PROMPT:
Show each line of the rows below that contains the word "write".
***** EXERCISE MATERIALS
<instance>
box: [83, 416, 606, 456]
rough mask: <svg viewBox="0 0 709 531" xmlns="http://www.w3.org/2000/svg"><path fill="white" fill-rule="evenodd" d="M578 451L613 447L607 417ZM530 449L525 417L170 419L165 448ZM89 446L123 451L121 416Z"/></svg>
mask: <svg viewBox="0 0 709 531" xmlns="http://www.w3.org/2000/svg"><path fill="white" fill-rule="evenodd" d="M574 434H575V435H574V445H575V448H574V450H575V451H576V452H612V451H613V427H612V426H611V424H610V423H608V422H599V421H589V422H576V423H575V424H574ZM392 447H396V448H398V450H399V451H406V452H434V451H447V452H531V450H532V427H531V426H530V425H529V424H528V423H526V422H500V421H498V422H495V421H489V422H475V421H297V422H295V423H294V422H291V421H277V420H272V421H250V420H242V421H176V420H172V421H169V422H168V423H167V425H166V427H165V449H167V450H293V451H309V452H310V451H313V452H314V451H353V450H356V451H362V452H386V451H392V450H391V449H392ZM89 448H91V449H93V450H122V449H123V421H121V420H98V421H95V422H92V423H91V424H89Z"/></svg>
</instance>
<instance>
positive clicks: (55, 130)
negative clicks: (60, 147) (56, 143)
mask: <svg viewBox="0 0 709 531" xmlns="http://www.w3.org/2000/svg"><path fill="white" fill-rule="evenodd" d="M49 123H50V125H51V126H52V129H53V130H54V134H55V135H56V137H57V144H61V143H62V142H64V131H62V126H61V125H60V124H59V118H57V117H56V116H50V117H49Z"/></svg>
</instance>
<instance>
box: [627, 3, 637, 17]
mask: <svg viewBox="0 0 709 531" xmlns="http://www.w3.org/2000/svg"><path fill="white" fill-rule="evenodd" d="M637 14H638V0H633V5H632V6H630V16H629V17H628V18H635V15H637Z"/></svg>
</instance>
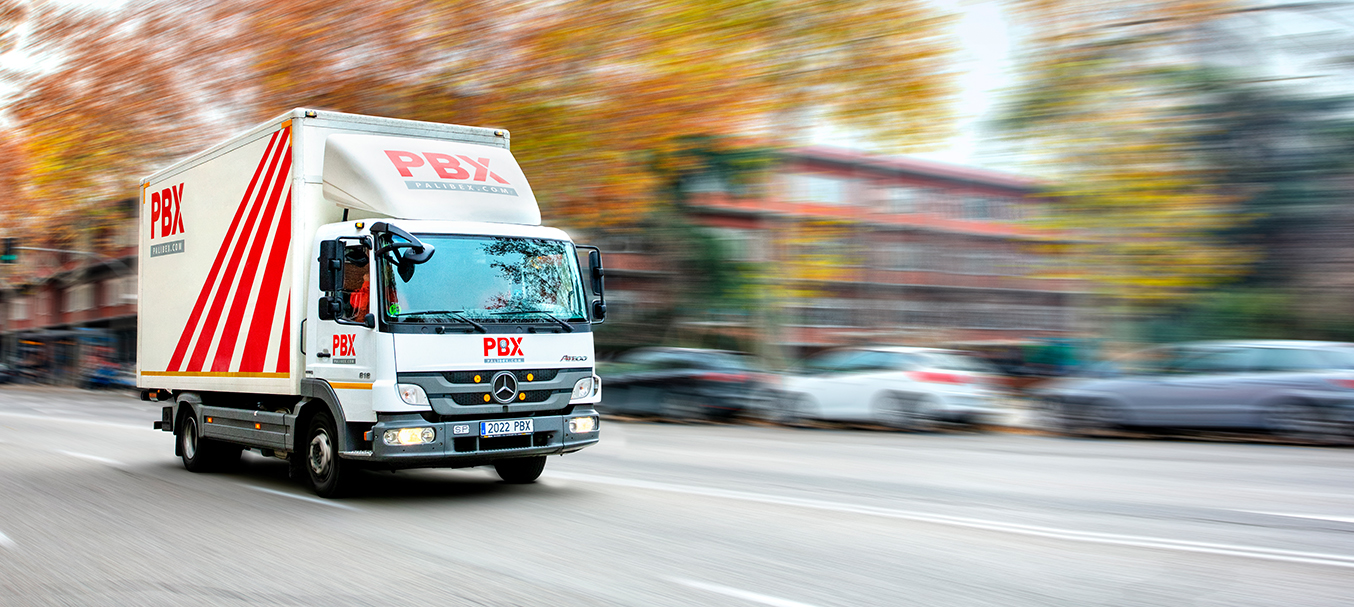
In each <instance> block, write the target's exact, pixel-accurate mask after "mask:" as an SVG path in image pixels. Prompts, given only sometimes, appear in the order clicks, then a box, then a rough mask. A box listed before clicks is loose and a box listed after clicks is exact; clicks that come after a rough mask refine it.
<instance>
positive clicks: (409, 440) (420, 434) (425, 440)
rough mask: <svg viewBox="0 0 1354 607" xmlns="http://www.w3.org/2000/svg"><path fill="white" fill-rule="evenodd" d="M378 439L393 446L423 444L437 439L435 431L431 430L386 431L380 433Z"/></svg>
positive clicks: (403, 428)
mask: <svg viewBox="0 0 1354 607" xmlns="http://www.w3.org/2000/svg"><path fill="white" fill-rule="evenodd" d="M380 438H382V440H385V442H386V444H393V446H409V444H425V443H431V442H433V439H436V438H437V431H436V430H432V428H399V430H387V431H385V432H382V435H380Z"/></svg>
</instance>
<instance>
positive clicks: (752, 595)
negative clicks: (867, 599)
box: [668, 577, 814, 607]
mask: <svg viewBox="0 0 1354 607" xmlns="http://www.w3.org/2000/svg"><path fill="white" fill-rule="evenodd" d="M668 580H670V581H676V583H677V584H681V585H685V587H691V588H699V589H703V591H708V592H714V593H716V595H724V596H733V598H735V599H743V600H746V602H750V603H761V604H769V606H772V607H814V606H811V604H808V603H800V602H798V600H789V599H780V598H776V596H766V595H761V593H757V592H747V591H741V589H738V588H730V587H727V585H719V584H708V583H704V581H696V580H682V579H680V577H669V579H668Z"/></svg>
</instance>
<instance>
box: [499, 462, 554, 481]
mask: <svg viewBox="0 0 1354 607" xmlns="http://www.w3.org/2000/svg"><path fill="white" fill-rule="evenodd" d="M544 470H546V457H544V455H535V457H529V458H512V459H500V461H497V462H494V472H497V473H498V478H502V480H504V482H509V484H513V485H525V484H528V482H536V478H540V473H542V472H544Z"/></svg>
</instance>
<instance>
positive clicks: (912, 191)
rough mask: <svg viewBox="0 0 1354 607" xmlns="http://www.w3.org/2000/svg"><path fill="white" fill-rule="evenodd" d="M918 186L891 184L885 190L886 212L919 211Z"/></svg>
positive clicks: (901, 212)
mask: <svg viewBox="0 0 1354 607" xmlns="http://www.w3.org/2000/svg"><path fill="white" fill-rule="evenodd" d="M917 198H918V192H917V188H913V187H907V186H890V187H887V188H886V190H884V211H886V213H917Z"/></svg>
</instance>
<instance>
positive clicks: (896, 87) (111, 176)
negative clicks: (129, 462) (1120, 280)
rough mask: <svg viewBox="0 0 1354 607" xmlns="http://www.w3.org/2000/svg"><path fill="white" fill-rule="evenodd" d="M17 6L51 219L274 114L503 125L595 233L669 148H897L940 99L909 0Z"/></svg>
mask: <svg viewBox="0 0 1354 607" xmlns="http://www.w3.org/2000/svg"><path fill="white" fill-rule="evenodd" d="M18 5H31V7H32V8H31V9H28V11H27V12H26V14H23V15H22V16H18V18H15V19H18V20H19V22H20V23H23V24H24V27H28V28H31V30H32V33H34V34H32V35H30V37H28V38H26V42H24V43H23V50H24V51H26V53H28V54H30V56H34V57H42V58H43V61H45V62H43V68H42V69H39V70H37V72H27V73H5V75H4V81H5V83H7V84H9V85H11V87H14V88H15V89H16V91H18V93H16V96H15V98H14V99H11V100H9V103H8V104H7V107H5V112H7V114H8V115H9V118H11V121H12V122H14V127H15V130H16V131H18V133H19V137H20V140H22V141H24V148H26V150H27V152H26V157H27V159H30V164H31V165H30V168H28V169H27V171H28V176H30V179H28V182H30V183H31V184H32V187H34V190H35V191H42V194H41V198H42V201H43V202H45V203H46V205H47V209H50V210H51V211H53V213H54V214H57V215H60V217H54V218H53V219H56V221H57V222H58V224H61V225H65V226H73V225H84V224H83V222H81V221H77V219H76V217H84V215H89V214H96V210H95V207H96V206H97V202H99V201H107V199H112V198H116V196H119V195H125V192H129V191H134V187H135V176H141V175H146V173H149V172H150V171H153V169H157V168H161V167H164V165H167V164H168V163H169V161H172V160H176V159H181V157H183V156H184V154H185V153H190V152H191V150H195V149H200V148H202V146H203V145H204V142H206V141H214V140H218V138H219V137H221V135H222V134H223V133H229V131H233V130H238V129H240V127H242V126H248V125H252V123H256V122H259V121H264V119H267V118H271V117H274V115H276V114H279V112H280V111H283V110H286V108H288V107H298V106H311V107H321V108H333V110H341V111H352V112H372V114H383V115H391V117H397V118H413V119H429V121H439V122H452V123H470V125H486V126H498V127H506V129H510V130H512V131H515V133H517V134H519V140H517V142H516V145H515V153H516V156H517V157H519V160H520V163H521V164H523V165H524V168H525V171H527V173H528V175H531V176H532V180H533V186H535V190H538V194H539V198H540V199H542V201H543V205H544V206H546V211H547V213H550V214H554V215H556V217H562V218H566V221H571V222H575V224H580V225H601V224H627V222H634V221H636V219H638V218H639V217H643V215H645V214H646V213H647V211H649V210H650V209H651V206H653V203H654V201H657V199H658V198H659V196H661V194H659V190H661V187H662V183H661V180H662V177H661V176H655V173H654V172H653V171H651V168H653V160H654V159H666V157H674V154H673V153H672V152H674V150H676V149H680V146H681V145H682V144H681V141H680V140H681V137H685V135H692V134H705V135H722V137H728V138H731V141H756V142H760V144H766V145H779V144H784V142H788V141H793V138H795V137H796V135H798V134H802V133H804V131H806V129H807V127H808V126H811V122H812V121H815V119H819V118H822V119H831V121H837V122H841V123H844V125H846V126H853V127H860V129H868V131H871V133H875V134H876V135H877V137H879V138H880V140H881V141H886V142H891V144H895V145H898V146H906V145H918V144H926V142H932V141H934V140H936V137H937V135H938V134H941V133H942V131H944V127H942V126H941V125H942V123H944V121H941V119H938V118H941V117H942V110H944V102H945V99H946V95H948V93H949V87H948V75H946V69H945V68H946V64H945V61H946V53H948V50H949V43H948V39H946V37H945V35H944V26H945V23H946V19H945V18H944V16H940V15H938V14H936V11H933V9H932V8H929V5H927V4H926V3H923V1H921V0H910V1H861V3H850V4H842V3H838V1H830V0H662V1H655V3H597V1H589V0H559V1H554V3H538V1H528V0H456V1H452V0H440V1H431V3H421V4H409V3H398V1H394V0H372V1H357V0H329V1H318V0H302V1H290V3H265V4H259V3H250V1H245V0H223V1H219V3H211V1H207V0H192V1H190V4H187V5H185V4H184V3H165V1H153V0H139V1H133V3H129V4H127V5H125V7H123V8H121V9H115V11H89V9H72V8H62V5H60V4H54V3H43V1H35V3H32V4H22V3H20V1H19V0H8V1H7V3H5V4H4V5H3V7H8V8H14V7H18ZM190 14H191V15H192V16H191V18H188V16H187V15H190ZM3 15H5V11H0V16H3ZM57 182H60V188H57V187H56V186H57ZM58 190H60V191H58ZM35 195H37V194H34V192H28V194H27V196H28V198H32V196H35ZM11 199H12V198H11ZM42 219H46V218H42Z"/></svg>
**********
***** EXERCISE MATERIALS
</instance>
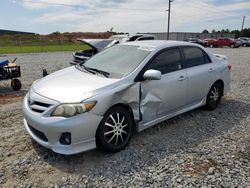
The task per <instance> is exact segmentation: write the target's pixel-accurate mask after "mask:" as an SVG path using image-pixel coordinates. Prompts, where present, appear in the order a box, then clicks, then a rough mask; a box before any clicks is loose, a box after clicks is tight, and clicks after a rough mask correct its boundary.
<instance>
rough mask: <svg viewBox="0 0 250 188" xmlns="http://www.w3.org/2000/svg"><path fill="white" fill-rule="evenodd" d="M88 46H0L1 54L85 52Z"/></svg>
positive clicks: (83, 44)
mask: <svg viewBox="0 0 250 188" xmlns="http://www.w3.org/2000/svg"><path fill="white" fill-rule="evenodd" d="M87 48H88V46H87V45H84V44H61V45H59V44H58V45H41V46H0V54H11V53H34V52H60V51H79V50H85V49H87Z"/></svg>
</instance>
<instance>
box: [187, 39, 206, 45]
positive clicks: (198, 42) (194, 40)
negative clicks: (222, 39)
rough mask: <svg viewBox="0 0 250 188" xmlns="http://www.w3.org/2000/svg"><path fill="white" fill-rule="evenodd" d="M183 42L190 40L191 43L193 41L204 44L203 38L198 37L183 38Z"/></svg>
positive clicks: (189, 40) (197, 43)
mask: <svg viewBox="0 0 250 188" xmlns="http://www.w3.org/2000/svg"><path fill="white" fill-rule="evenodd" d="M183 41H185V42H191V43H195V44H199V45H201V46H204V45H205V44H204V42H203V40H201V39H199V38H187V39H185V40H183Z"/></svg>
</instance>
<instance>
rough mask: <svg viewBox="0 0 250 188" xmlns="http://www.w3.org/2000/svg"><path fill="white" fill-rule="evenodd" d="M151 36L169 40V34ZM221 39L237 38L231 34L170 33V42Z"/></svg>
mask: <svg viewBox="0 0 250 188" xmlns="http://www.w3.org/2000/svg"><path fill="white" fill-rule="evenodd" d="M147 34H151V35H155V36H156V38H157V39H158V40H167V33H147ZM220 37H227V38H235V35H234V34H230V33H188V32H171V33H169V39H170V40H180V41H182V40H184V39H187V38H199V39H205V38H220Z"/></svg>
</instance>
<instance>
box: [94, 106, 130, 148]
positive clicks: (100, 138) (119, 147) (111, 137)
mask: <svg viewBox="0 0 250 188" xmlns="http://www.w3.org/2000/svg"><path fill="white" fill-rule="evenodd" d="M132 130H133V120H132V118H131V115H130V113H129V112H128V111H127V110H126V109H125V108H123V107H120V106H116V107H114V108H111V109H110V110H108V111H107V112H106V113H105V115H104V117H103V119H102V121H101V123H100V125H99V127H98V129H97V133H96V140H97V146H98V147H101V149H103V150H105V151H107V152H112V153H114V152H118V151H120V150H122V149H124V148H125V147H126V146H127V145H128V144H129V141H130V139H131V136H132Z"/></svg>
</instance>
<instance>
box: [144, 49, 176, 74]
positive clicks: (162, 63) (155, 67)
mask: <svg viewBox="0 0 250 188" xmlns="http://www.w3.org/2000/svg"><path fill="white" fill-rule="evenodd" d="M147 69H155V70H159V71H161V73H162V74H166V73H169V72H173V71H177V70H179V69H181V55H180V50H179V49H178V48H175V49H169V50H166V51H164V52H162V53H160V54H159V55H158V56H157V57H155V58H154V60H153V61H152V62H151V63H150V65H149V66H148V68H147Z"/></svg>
**********
***** EXERCISE MATERIALS
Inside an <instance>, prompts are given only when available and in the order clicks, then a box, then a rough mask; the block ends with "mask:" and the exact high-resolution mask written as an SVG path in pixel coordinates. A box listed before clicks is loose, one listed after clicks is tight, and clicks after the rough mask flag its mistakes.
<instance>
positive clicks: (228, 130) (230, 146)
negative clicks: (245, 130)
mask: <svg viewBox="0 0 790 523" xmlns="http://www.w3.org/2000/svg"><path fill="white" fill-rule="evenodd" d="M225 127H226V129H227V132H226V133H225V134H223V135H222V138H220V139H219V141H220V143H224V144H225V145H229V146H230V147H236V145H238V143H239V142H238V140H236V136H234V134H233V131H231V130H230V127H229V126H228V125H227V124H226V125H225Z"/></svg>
**********
COMPLETED TASK:
In each <instance> block, write the target's exact, pixel-accurate mask after "mask:" as an SVG path in image pixels. Prompts, given only sometimes, appear in the order clicks, then a box, then a rough mask. A box listed before clicks is loose and a box listed after clicks is exact; clicks that come after a rough mask refine it.
The task per <instance> is exact segmentation: write the target's pixel-accurate mask after "mask:" as an SVG path using image-pixel coordinates. Prompts, where present, appear in the order a box, then clicks, then a rough mask; a box before any clicks is loose, a box after clicks is tight, and clicks after a rough mask correct its boundary.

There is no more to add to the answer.